◆ EXERCISE TASK 1
Reproduce the entire excerpt on revising hymn verses, word for word.
◆ EXERCISE TASK 2
Pull out each line of the rows that contains the string "with", treating uppercase and lowercase as different.

◆ PAGE EXCERPT
And then there’s the ever-controversial, often painful “for just and unjust” verse. Many churches I know simply leave that verse out. The language of the verse puts the impetus for reconciliation fully on the “abused” in the “abuser, abused” equation, pressuring them to just forgive already without acknowledging their safety or comfort or right to be hurt, their right to withhold forgiveness. (For various texts that explore how true forgiveness and reconciliation require justice, safety, and respected autonomy for the one harmed, see my tumblr blog’s tag here.)

I first revised the “for gay and for straight” simply by tucking lots of other identities into the verse. I know it’s not perfect, and surely still leaves some out…but hearing my church sing the verse that way was a moment of real healing for me. To have my concerns heard and recommendations acted on, to be acknowledged in that way, explicitly in the song, after so often feeling unheard and left out in faith spaces, was genuinely healing.

Later, I revised the other tricky verses at the request of a seminary professor who wanted a revised version to sing in chapel. Again, I felt such healing and relief at being heard. Since then, my revised verses have been sung in several different faith communities. I would love for it to continue to spread — and to be further revised, however necessary, as time goes on!

Finally, I’ve now added a verse that centers dis/ability. Disability justice is a great passion of mine, and something that tends to go overlooked even in the most “progressive” faith communities and institutions. (For a list of my recommended resources around disability theology and activism, see here.) This is the verse I am most open to feedback around — particularly from members of the disability community. I am autistic, but currently able-bodied — is there anything in my wording of that verse that needs fixing?

Without further ado, here are my revised verses. Note that I’m only pasting the verses of this hymn that I did anything with — for the full original hymn, including the chorus that is sung between each other verse, you’ll want to visit this webpage.

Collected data
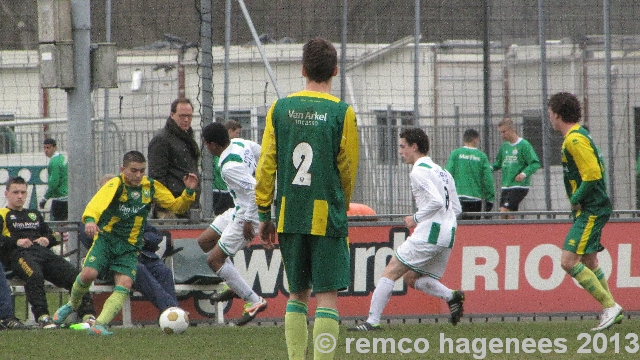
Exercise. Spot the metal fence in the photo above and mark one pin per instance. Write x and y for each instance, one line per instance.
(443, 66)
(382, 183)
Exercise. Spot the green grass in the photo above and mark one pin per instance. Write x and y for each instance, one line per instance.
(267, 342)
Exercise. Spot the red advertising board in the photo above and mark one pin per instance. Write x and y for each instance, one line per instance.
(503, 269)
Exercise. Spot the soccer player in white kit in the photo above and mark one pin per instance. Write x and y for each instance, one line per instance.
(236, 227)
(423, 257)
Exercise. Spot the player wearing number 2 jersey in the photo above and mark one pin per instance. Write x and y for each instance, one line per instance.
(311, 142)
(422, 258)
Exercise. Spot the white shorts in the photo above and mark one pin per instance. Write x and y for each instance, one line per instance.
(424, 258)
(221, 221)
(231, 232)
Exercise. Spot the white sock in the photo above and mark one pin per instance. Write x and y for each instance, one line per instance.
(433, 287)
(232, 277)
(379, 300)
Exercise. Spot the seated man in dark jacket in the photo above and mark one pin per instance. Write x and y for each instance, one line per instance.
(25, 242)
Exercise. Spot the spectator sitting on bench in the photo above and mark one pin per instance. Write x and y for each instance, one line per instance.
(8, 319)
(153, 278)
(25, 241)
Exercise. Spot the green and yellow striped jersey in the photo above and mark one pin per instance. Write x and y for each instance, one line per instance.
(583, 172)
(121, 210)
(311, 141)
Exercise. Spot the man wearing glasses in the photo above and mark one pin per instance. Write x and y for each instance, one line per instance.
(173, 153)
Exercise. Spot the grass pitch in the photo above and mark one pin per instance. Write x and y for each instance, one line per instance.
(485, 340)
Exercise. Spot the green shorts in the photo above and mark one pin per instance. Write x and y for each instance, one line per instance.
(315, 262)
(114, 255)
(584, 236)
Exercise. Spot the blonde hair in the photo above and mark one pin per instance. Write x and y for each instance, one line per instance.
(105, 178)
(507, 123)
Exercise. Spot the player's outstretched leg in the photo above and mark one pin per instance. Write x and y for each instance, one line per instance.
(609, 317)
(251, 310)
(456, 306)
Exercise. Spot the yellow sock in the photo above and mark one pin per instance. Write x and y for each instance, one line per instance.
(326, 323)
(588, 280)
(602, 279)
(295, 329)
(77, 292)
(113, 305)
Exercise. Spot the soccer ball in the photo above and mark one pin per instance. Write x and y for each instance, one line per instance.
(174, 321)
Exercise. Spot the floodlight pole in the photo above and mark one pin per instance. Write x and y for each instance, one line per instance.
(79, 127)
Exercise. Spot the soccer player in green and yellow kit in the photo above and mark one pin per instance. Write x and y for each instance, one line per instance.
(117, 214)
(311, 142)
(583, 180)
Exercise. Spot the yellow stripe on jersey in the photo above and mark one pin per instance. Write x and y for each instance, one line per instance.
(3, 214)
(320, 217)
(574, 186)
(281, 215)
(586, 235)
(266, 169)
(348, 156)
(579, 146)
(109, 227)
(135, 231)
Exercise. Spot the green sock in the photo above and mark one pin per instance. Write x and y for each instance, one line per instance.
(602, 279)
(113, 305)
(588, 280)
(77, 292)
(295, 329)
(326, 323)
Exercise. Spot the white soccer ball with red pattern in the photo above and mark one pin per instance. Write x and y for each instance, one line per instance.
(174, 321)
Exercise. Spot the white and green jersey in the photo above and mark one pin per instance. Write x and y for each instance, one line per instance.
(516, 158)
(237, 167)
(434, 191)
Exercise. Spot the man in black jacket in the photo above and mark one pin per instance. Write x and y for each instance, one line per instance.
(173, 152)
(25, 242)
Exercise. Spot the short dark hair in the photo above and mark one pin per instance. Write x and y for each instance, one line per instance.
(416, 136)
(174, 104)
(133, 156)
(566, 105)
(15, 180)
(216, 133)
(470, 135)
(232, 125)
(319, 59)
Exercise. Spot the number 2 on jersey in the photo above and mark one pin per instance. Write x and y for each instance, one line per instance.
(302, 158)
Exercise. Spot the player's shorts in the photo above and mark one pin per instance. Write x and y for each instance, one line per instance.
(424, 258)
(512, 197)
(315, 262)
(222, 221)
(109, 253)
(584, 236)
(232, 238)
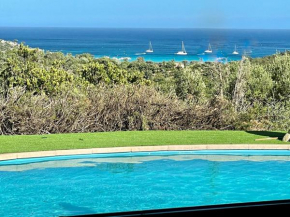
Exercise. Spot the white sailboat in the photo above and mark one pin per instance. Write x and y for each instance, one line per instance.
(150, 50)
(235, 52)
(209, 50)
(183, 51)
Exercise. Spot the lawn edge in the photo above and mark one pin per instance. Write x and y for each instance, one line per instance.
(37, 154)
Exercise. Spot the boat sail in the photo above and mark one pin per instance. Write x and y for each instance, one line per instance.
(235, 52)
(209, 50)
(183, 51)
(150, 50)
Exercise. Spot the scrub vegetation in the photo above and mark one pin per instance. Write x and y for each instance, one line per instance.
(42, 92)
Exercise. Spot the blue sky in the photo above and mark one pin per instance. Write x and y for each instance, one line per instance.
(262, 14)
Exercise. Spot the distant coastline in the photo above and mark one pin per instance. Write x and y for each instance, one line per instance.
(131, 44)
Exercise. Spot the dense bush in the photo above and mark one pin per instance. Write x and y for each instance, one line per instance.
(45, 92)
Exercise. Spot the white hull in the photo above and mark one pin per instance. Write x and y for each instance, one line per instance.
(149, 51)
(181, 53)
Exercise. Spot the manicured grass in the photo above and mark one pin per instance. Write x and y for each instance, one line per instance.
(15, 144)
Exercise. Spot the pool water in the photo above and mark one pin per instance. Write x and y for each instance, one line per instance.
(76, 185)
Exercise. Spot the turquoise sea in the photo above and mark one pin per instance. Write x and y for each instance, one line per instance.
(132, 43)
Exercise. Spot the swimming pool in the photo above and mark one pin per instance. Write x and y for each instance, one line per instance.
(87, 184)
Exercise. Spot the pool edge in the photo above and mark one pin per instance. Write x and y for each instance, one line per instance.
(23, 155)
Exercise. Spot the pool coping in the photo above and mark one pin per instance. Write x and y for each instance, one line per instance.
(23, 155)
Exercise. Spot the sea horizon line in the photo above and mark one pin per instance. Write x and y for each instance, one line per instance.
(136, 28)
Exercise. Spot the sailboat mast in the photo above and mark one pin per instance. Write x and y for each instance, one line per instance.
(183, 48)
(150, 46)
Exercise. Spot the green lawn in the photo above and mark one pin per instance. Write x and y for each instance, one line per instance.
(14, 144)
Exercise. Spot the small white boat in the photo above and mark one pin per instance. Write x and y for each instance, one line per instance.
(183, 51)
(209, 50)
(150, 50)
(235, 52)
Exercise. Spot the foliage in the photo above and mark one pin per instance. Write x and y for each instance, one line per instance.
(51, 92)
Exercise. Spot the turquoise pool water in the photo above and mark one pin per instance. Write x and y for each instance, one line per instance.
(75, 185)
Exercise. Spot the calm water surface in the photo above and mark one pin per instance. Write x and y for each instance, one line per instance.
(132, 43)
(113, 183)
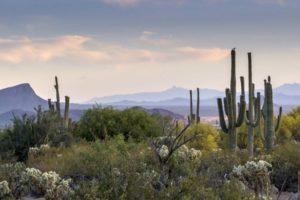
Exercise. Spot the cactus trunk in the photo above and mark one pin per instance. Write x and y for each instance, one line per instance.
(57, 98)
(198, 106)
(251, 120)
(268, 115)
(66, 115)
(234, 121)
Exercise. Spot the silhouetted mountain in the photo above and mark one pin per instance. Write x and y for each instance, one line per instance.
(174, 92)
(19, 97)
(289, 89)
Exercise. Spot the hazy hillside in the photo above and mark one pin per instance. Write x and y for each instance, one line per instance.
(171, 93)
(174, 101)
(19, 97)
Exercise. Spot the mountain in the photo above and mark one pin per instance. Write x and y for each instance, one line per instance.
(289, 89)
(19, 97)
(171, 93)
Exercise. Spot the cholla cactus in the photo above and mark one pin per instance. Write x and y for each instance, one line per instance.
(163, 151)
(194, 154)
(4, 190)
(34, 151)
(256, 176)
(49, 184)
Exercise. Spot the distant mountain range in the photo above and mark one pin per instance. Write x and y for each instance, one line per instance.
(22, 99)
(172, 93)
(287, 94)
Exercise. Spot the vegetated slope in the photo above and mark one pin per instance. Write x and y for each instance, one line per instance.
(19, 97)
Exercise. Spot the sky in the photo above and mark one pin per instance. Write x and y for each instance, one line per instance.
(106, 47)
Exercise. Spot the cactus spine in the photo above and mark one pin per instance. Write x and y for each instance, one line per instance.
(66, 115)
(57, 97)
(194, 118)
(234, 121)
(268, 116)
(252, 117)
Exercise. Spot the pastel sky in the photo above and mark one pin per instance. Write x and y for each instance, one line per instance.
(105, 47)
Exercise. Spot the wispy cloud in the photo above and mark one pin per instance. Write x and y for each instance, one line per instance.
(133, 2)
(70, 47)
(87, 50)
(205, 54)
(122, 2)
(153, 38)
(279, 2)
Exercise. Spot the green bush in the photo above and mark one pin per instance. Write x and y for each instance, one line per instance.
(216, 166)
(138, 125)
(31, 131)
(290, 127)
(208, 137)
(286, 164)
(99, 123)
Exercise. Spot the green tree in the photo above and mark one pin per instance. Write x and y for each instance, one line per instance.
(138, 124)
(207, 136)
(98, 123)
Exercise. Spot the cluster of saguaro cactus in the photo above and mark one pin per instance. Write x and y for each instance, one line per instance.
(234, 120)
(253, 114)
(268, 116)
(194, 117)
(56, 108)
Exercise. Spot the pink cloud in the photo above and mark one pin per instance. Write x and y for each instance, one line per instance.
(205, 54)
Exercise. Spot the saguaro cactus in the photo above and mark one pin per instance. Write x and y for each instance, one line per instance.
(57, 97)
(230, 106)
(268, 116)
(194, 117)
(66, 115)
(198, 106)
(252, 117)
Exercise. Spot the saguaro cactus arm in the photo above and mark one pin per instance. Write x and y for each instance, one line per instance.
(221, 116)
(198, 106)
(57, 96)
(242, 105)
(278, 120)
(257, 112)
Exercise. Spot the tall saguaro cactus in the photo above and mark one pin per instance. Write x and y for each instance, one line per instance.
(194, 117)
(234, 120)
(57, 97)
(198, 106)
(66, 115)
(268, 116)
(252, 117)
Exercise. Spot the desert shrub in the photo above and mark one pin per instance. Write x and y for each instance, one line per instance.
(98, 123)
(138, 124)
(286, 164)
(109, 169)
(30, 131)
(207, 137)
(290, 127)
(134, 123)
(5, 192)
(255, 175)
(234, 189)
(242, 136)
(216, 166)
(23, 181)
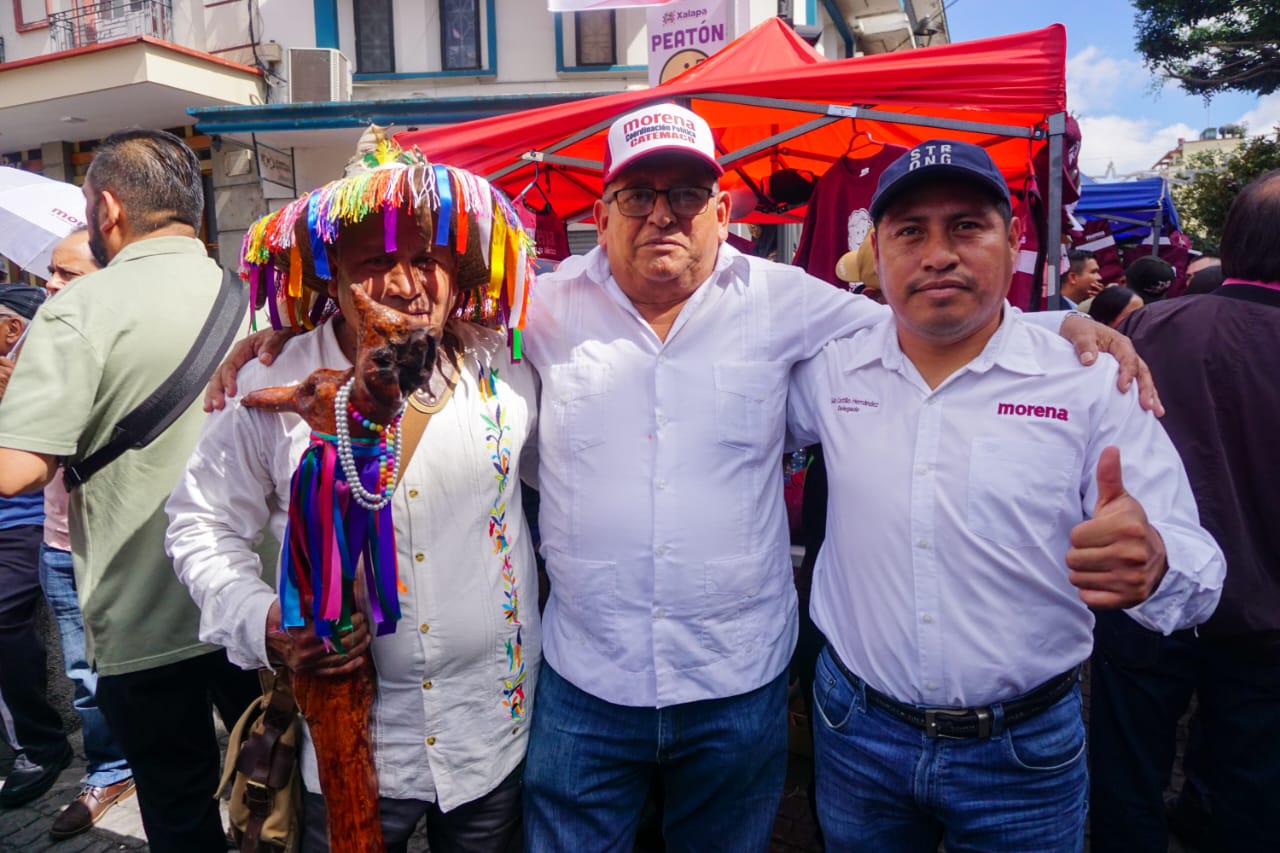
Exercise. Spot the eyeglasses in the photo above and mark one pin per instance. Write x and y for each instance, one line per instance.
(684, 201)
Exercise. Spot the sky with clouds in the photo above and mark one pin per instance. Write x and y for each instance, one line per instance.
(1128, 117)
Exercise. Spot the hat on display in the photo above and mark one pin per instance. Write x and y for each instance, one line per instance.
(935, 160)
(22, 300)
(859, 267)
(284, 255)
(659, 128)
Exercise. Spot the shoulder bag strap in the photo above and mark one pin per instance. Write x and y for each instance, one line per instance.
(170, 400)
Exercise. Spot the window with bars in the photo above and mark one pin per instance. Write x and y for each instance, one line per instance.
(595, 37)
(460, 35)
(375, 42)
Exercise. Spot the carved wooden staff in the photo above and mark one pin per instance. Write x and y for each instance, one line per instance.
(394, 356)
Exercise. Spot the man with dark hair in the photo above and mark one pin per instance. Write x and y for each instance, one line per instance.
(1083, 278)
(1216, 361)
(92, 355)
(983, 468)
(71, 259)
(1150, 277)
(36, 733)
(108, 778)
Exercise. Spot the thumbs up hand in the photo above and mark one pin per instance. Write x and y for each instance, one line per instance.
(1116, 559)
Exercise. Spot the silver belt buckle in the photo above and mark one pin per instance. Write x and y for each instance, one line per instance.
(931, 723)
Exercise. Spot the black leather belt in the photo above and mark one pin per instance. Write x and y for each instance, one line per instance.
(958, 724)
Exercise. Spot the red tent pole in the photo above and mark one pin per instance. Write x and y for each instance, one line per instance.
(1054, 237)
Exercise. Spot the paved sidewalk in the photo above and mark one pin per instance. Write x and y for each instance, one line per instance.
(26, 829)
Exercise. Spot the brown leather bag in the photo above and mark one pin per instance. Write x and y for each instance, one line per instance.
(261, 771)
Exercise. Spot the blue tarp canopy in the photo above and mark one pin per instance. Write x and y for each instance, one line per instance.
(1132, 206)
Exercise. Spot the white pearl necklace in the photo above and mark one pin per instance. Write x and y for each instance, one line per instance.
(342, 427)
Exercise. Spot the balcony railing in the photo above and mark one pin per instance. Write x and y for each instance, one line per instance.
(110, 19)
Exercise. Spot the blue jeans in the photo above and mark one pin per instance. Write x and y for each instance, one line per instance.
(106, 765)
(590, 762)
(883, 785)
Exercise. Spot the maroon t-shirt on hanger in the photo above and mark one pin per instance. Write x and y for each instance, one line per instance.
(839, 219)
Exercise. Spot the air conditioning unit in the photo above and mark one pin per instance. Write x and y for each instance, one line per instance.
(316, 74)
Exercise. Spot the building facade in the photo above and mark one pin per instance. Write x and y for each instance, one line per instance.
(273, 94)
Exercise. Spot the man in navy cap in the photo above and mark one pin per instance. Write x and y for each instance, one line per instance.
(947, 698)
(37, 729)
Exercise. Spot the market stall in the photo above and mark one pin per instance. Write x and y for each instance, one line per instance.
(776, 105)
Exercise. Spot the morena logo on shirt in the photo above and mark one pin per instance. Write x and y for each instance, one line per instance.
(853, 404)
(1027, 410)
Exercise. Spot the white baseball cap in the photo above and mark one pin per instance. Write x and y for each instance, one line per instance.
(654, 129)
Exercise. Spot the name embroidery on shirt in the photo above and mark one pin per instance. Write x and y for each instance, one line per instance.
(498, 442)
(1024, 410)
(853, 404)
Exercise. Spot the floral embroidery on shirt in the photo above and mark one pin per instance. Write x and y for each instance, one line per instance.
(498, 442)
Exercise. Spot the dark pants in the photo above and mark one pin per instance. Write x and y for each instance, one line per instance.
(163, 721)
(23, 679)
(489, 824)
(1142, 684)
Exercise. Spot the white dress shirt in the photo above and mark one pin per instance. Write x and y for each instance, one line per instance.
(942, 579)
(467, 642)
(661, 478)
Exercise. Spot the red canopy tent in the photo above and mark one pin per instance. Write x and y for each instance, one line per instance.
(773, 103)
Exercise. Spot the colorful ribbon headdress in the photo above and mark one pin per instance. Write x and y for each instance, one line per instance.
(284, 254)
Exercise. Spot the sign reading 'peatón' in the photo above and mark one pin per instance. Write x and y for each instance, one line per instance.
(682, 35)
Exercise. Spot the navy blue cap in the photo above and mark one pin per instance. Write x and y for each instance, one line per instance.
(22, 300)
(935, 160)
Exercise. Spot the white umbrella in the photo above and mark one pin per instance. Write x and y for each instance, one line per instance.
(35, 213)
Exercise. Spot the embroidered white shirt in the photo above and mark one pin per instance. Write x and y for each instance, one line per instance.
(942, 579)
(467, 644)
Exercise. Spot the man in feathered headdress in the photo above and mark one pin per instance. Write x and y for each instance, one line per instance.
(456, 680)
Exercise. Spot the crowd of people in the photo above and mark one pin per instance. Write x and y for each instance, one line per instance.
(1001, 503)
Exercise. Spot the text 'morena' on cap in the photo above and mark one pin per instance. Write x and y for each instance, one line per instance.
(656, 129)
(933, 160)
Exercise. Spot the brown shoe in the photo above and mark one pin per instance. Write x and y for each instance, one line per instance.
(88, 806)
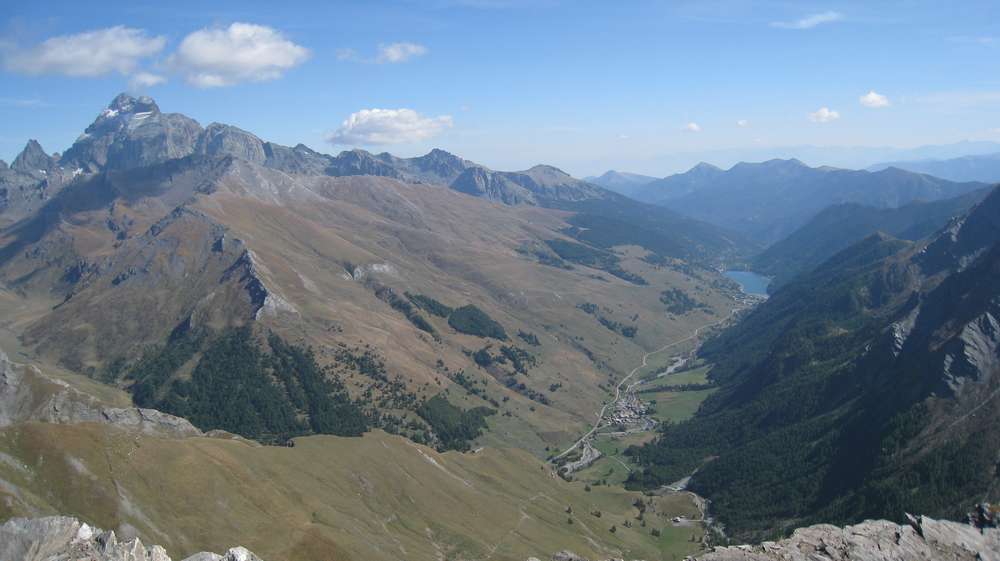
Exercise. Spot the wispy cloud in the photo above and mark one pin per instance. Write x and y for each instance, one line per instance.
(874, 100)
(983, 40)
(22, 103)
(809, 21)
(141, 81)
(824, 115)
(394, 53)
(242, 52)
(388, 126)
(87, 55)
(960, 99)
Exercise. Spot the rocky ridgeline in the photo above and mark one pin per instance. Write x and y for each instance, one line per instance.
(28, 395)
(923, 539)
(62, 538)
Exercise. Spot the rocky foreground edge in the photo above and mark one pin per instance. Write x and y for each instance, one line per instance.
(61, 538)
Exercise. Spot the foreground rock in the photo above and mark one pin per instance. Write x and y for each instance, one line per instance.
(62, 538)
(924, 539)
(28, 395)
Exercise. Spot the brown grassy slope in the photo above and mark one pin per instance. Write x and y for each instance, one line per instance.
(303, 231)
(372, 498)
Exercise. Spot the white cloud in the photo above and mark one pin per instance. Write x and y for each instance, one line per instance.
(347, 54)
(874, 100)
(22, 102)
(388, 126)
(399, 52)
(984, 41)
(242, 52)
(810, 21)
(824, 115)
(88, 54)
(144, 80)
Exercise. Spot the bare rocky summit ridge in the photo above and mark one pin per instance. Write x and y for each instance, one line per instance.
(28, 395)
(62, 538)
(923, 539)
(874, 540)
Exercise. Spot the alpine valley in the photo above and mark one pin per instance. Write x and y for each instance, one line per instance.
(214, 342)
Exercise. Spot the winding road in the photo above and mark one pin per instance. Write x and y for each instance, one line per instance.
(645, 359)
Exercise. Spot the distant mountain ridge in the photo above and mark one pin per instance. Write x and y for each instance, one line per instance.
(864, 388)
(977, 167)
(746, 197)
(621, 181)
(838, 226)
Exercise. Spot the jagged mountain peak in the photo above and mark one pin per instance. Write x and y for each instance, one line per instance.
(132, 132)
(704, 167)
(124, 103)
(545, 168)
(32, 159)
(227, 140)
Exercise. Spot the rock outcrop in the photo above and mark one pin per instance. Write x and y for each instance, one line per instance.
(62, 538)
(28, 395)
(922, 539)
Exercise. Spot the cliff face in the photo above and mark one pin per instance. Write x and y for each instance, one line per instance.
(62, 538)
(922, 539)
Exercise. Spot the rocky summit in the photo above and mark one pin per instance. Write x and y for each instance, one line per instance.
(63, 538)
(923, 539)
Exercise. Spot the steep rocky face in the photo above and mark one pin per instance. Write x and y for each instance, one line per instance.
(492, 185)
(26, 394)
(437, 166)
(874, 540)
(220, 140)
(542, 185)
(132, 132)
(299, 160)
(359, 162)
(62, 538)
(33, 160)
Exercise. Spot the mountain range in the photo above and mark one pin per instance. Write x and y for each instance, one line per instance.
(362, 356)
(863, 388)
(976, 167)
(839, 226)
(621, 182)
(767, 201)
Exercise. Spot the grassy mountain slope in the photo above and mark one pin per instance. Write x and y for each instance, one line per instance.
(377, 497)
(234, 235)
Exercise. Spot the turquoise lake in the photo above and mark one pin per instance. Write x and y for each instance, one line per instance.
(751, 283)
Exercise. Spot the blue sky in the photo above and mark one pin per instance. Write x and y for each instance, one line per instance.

◆ ANSWER 1
And then there’s the ever-controversial, often painful “for just and unjust” verse. Many churches I know simply leave that verse out. The language of the verse puts the impetus for reconciliation fully on the “abused” in the “abuser, abused” equation, pressuring them to just forgive already without acknowledging their safety or comfort or right to be hurt, their right to withhold forgiveness. (For various texts that explore how true forgiveness and reconciliation require justice, safety, and respected autonomy for the one harmed, see my tumblr blog’s tag here.)

I first revised the “for gay and for straight” simply by tucking lots of other identities into the verse. I know it’s not perfect, and surely still leaves some out…but hearing my church sing the verse that way was a moment of real healing for me. To have my concerns heard and recommendations acted on, to be acknowledged in that way, explicitly in the song, after so often feeling unheard and left out in faith spaces, was genuinely healing.

Later, I revised the other tricky verses at the request of a seminary professor who wanted a revised version to sing in chapel. Again, I felt such healing and relief at being heard. Since then, my revised verses have been sung in several different faith communities. I would love for it to continue to spread — and to be further revised, however necessary, as time goes on!

Finally, I’ve now added a verse that centers dis/ability. Disability justice is a great passion of mine, and something that tends to go overlooked even in the most “progressive” faith communities and institutions. (For a list of my recommended resources around disability theology and activism, see here.) This is the verse I am most open to feedback around — particularly from members of the disability community. I am autistic, but currently able-bodied — is there anything in my wording of that verse that needs fixing?

Without further ado, here are my revised verses. Note that I’m only pasting the verses of this hymn that I did anything with — for the full original hymn, including the chorus that is sung between each other verse, you’ll want to visit this webpage.

◆ ANSWER 2
Exercise. Spot the white soccer ball with red pattern in the photo above and mark one pin per instance. Write x and y for each instance, one line per instance.
Exercise. Spot the sky with clouds in the photo above and mark one pin per instance. Write x and y for each instance, one line per instance.
Exercise. Spot the window with bars in the photo above and mark one pin per instance. Write x and y for each instance, one line per instance.
Exercise. Spot the man with dark hair in the photo above and mark one pin per instance. Write x and y for each instance, one line per instance.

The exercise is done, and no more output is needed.